__Written task__:
Which lines in the rows below contain the word "metal"? Copy out each one.

[Excerpts from location labeling data]
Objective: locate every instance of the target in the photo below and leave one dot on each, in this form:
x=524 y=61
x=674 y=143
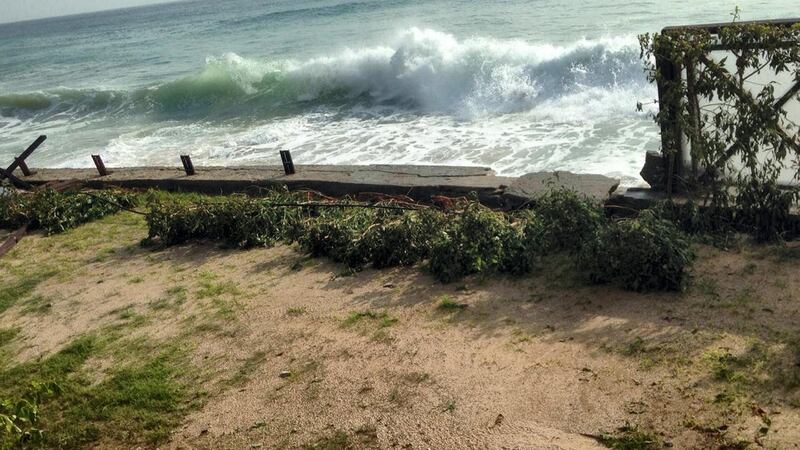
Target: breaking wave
x=422 y=71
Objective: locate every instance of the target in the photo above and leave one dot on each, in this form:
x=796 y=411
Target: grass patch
x=416 y=377
x=295 y=312
x=364 y=437
x=210 y=287
x=13 y=292
x=447 y=304
x=38 y=304
x=248 y=367
x=173 y=298
x=7 y=335
x=383 y=320
x=630 y=437
x=139 y=401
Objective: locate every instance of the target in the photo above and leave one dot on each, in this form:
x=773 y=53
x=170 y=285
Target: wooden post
x=101 y=168
x=188 y=167
x=288 y=165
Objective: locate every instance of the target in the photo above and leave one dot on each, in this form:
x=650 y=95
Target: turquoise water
x=516 y=85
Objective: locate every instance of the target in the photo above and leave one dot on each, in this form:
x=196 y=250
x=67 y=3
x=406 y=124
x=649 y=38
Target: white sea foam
x=426 y=97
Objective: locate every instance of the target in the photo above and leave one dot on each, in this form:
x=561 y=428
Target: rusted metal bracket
x=288 y=164
x=19 y=161
x=188 y=167
x=101 y=167
x=12 y=240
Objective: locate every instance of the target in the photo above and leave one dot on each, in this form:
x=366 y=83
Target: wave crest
x=422 y=70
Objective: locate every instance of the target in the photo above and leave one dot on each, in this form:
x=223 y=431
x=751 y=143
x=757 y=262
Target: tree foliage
x=738 y=132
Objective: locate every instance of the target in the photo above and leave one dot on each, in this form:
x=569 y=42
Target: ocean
x=519 y=86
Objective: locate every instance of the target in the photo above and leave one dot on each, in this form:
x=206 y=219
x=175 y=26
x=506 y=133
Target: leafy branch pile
x=470 y=239
x=739 y=133
x=19 y=418
x=55 y=212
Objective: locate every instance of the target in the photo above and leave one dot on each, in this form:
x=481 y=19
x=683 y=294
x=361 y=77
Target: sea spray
x=423 y=97
x=423 y=70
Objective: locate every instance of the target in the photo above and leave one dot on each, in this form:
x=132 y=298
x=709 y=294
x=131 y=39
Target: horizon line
x=95 y=12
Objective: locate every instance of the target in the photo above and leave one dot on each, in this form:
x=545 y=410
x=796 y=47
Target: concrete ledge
x=417 y=182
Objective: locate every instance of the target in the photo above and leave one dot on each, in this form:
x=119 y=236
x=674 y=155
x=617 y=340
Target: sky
x=17 y=10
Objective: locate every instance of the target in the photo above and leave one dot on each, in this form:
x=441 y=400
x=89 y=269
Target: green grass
x=248 y=367
x=630 y=437
x=295 y=312
x=7 y=335
x=363 y=437
x=173 y=298
x=139 y=401
x=382 y=319
x=12 y=292
x=446 y=303
x=38 y=304
x=210 y=287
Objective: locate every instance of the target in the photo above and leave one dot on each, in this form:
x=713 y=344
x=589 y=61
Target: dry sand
x=543 y=362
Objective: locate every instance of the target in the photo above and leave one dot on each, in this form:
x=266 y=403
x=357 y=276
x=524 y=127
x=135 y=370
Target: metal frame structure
x=672 y=71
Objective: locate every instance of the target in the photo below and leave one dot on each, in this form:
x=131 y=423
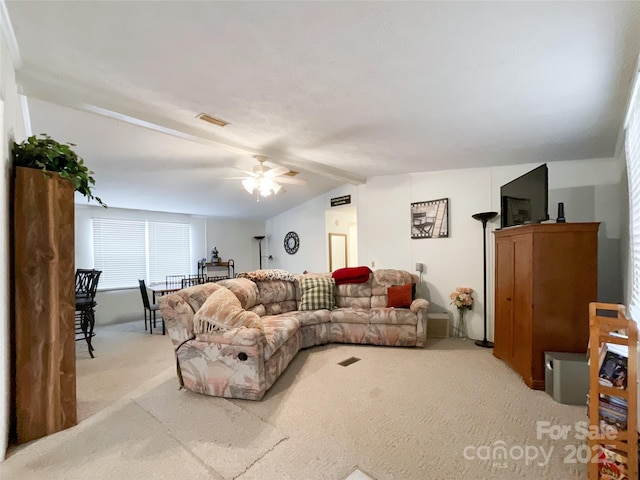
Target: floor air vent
x=349 y=361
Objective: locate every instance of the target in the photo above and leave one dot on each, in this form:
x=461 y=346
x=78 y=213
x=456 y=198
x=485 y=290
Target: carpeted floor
x=442 y=412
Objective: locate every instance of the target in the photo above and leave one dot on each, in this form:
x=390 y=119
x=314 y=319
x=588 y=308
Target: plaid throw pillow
x=317 y=293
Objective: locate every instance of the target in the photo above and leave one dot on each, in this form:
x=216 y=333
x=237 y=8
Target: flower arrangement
x=462 y=298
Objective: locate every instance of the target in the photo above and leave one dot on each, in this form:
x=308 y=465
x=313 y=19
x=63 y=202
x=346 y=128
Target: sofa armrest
x=236 y=336
x=177 y=315
x=224 y=364
x=418 y=304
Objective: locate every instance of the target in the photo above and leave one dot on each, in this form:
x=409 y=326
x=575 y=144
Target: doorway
x=338 y=251
x=342 y=241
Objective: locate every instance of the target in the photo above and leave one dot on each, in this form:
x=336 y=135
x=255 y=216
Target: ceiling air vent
x=214 y=120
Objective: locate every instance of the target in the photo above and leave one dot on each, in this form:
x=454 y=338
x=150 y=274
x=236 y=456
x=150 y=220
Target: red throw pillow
x=399 y=296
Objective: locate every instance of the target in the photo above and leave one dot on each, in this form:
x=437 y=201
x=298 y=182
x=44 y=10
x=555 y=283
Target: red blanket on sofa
x=351 y=275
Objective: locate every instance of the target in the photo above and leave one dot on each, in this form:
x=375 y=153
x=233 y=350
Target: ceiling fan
x=265 y=181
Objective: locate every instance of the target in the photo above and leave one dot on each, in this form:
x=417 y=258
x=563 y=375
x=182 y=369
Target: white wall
x=234 y=239
x=592 y=190
x=13 y=127
x=308 y=221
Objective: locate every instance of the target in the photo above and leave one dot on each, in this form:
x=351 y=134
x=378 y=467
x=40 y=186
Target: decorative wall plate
x=291 y=243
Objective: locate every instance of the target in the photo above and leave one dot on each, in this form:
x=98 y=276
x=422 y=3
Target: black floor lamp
x=260 y=238
x=484 y=217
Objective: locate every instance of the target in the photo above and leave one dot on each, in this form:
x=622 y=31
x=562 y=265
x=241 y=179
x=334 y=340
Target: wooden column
x=43 y=304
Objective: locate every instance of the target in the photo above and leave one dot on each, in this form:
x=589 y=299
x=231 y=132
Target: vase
x=461 y=328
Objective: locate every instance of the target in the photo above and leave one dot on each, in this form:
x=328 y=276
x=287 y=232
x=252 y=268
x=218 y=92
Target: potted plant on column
x=46 y=173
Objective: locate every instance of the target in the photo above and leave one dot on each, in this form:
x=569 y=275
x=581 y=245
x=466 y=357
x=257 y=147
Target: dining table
x=159 y=289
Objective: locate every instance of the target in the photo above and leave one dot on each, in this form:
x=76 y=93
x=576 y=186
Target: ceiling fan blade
x=276 y=171
x=291 y=180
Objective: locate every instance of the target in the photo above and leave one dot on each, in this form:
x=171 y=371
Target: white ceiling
x=339 y=91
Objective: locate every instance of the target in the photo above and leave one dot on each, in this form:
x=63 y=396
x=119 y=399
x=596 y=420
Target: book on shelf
x=612 y=463
x=613 y=365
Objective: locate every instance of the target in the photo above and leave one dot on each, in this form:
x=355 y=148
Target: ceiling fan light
x=249 y=184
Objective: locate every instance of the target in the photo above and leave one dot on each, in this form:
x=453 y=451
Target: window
x=632 y=148
x=129 y=250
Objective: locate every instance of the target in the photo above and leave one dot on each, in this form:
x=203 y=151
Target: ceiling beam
x=52 y=88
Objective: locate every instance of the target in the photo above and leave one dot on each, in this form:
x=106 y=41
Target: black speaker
x=561 y=218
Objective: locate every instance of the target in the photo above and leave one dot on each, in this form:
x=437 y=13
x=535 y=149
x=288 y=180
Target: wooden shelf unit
x=546 y=275
x=208 y=267
x=601 y=327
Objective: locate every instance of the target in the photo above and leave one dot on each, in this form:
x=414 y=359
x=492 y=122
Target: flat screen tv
x=525 y=199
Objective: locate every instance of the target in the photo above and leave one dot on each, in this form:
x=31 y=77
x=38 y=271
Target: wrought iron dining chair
x=86 y=288
x=191 y=280
x=151 y=308
x=174 y=280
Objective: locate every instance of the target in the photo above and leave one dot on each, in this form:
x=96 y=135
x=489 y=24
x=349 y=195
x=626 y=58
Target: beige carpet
x=395 y=414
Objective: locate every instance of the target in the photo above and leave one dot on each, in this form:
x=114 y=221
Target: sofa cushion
x=351 y=275
x=244 y=289
x=196 y=295
x=317 y=293
x=268 y=275
x=278 y=329
x=351 y=315
x=311 y=317
x=399 y=296
x=385 y=278
x=392 y=316
x=222 y=311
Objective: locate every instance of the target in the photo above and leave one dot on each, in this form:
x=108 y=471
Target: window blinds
x=129 y=250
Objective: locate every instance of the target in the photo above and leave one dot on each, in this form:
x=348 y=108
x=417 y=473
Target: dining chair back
x=191 y=280
x=174 y=280
x=150 y=308
x=86 y=289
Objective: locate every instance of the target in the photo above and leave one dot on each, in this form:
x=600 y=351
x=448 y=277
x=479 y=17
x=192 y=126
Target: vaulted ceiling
x=338 y=91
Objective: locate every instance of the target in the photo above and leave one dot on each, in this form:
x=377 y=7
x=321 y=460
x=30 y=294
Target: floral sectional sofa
x=235 y=337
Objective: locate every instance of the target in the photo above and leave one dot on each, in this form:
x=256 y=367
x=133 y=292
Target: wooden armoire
x=546 y=275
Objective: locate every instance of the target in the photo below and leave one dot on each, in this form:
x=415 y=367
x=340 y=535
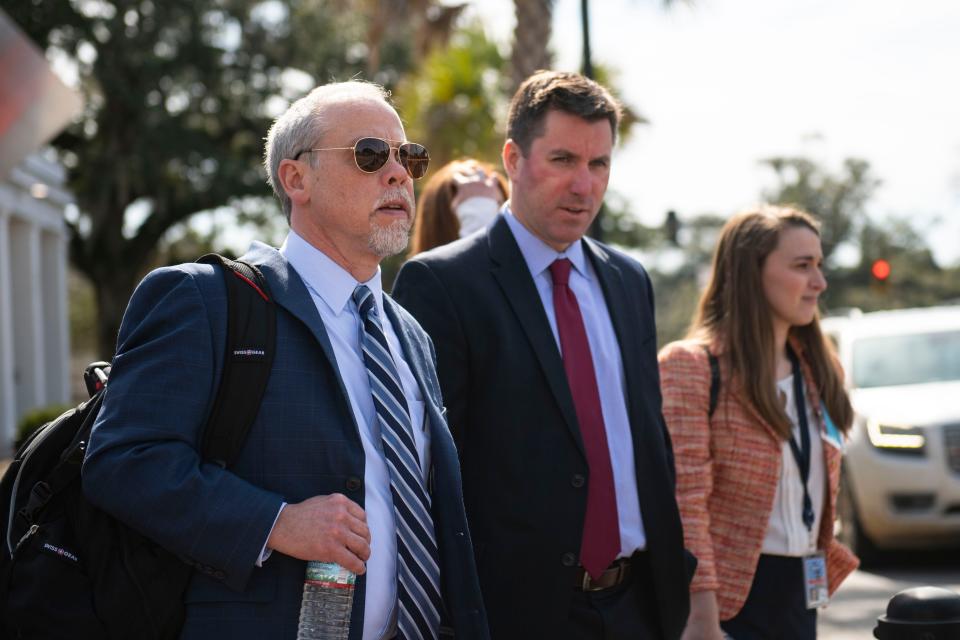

__Exercise response__:
Target: rusted metal bracket
Target: metal frame structure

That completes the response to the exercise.